[Start Entries provided]

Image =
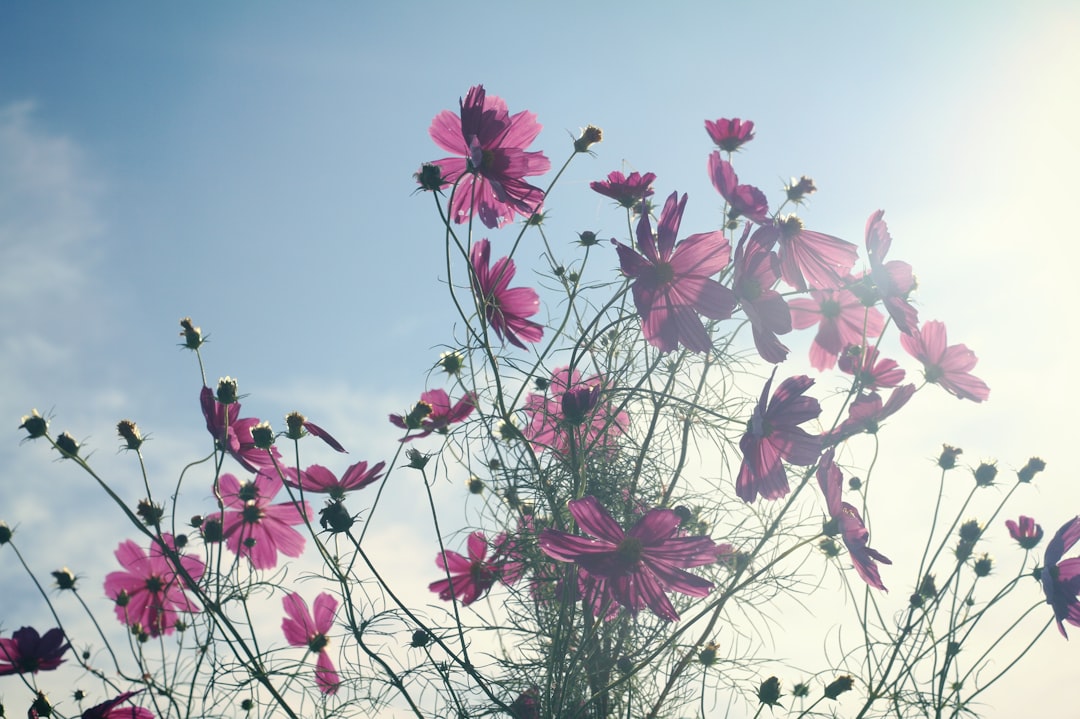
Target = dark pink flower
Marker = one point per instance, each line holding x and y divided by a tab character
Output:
672	285
494	162
1027	533
755	273
505	308
571	408
28	652
148	593
1061	579
743	200
808	260
944	364
469	579
318	478
252	526
629	191
434	414
111	709
636	566
850	524
773	436
233	434
841	320
869	374
729	135
302	629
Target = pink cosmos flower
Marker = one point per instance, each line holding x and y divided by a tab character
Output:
148	593
755	272
943	364
869	372
841	320
470	578
729	135
1027	533
318	478
850	524
111	709
636	566
672	283
571	409
1061	579
252	526
434	414
302	629
494	162
808	260
773	436
629	191
504	308
28	652
743	200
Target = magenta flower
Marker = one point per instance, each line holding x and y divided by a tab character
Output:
755	272
943	364
494	162
302	629
672	283
571	410
469	579
252	526
729	135
28	652
743	200
636	566
318	478
1027	533
504	308
1061	579
629	191
808	260
149	593
111	709
850	524
434	414
841	320
773	436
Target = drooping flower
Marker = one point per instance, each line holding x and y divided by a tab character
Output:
773	436
304	629
571	410
755	272
469	579
433	414
850	524
111	709
1061	579
628	190
255	528
943	364
1026	532
494	162
672	284
808	260
729	135
149	593
28	652
841	321
636	566
505	308
318	478
743	200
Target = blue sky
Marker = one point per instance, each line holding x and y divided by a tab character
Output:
251	166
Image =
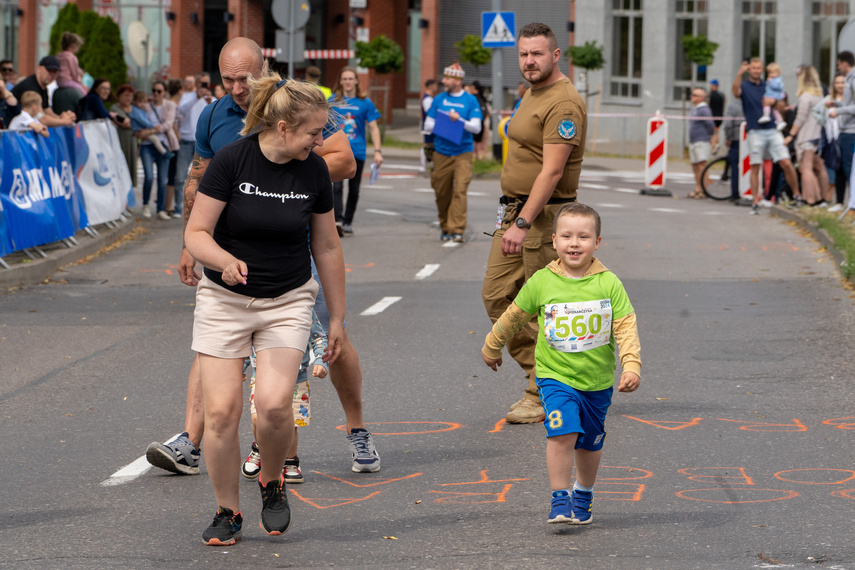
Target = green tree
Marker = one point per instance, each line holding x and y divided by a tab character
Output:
105	58
471	51
85	27
66	21
380	54
589	57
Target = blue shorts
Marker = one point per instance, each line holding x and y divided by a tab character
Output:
569	410
321	303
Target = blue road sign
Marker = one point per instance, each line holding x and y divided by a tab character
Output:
497	29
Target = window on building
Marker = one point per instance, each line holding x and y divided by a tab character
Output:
758	30
690	20
828	20
627	44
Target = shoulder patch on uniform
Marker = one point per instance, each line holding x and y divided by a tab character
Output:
567	129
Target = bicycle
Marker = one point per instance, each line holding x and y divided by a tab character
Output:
716	178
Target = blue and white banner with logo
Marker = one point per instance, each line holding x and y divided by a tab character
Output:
38	190
102	171
51	187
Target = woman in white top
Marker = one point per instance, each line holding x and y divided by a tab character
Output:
807	132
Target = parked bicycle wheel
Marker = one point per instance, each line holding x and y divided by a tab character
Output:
715	179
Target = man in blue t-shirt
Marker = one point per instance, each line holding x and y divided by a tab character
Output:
219	124
453	118
763	138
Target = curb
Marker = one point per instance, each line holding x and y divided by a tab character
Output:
23	273
818	233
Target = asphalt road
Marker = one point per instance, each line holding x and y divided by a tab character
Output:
736	452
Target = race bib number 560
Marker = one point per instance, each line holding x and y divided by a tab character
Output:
576	327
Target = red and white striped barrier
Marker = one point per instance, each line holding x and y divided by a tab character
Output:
314	53
656	157
744	163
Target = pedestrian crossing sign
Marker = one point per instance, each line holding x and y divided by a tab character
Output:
497	29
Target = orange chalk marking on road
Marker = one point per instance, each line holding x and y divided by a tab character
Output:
634	494
721	477
168	270
832	421
816	470
484	479
728	491
374	484
645	474
455	497
754	425
339	502
659	423
451	427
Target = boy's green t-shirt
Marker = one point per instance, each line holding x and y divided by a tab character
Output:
575	343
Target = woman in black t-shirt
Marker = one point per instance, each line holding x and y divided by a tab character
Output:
259	201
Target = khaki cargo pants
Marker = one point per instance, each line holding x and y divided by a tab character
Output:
506	275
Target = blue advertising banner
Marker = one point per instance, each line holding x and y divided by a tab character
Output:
33	192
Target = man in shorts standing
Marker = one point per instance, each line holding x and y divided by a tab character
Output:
546	140
762	138
219	124
702	137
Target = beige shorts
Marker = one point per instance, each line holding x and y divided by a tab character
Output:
300	404
228	325
699	152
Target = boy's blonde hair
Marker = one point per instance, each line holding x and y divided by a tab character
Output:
31	98
274	99
577	209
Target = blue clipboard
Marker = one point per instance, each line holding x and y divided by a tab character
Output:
448	129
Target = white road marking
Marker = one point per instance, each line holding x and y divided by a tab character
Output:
427	270
128	473
380	306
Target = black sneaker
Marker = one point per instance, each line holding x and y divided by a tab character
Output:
275	512
225	530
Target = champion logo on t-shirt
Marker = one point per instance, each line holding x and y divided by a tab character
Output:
249	188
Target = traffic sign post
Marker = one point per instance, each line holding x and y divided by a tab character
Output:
497	31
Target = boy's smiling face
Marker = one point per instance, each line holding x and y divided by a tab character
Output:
575	240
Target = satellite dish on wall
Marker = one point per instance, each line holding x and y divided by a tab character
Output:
139	44
846	39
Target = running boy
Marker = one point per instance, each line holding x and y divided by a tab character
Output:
582	308
302	411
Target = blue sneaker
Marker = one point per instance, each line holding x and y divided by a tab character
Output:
561	511
177	456
582	502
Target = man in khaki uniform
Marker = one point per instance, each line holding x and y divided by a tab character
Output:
546	140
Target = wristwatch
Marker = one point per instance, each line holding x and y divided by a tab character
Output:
522	223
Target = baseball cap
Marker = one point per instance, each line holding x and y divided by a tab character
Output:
50	63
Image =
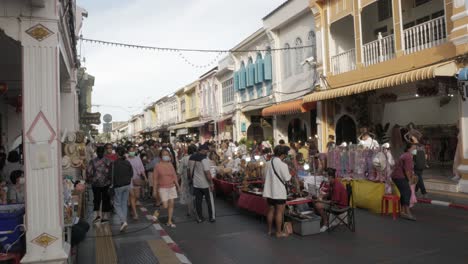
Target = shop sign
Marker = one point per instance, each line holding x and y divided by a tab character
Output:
183	131
94	132
243	127
256	119
91	118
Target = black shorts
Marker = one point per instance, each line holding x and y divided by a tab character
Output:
273	202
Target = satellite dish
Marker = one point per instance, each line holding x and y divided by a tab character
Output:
107	118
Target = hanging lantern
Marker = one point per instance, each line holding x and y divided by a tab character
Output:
19	103
3	88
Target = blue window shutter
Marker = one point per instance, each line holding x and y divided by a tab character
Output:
268	67
236	81
259	73
242	78
250	75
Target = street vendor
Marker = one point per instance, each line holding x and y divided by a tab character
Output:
332	193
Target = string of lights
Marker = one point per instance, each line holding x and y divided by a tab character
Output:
172	49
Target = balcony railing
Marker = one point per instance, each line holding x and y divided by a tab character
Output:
379	50
344	62
425	35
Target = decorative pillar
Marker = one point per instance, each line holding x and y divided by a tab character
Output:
42	146
398	28
357	33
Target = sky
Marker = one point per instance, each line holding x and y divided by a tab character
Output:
129	79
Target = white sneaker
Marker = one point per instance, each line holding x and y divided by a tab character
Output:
323	229
123	227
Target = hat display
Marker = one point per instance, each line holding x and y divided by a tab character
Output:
66	162
71	137
80	137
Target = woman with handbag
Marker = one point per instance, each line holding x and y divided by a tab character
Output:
275	190
121	173
138	179
166	182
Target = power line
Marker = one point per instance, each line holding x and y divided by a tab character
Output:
172	49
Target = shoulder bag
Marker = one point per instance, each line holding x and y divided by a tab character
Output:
279	178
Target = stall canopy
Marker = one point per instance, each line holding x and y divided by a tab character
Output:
187	125
289	108
448	69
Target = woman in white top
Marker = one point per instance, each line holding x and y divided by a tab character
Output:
276	176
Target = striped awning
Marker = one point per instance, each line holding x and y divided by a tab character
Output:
448	69
288	108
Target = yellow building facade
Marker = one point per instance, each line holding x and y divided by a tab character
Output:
394	62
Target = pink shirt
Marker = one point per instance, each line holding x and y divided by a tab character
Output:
165	175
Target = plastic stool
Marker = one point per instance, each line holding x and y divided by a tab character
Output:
395	205
16	257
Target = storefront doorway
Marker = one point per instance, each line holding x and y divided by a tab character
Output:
297	130
346	130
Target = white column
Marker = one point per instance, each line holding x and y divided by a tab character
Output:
463	151
42	147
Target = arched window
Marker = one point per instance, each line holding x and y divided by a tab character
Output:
250	73
299	56
259	69
311	41
287	61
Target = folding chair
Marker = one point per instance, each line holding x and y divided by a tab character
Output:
344	215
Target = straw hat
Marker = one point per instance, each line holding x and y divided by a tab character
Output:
80	137
76	162
71	137
66	162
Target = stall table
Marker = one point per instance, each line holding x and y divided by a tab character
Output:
227	188
254	202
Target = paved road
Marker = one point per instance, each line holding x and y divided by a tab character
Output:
439	236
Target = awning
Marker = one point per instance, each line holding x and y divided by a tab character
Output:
448	69
288	108
187	124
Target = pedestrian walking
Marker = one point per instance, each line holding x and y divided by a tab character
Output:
276	176
202	183
99	177
419	166
166	183
186	191
138	179
402	175
121	174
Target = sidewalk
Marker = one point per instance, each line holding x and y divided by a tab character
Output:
143	242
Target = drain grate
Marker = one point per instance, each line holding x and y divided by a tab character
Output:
134	253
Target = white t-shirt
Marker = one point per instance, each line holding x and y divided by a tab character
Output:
273	187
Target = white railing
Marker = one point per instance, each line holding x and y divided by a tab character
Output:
425	35
379	50
344	62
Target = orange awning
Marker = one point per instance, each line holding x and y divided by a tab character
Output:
289	108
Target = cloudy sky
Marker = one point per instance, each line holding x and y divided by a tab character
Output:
128	79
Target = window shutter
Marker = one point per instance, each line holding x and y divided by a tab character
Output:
242	78
260	73
236	81
268	67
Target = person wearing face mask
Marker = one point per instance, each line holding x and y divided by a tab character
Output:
402	175
138	179
166	183
16	190
99	177
110	153
276	176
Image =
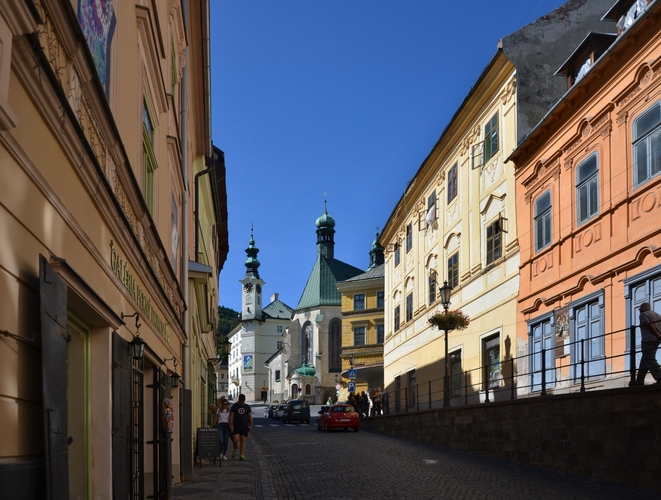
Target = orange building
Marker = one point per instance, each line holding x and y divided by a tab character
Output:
588	193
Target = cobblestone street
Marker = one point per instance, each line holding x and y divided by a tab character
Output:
299	462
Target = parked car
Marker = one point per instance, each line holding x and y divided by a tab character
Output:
338	416
272	409
279	411
297	410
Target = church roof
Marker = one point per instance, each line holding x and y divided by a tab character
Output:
374	273
278	310
321	287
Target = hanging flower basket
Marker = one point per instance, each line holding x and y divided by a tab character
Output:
449	320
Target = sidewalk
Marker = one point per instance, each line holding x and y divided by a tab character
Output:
234	479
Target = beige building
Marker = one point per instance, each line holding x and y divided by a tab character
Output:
104	124
456	222
363	329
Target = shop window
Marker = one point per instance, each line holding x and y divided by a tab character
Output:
412	387
540	336
491	360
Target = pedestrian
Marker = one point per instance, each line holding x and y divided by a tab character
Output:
367	403
240	424
377	401
358	405
650	338
223	425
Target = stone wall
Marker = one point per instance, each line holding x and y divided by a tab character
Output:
611	435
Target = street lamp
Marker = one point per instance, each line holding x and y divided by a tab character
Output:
445	292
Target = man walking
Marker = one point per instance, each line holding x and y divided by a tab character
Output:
240	424
650	329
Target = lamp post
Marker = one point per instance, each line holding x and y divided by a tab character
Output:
445	292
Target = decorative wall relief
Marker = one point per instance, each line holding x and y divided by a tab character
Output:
452	212
543	264
586	238
645	204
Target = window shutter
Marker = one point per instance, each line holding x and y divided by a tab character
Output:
477	155
121	417
54	340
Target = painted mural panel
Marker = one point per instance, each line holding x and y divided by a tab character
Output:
97	19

[End Entries provided]

> **Problem details**:
Give back the lines of the listing from the one with "Target = street lamp" through the end, both included, exactly as written and with nothing added.

> **Result of this task**:
Target = street lamp
Marker = one point per instance, each line holding x and y divided by a tab character
Output:
445	292
Target = man walking
Marker = one point per instance, each line holding x and y divided by a tab character
Output:
240	424
650	329
Target = lamp post
Marker = one point per instance, each line holding x and y divided by a tab character
Output:
445	292
Target = decorative wall relief
Marker = one point per instance, each line holding x and y divided by a tab character
Output:
452	212
543	264
586	238
645	204
Target = window shutter
Marker = one point per instance, each line holding x and y divided by a tab character
Output:
477	155
121	417
54	340
Target = painted mural panel
Marker = one point per instance, each line holding x and y divided by a tab character
Output:
97	19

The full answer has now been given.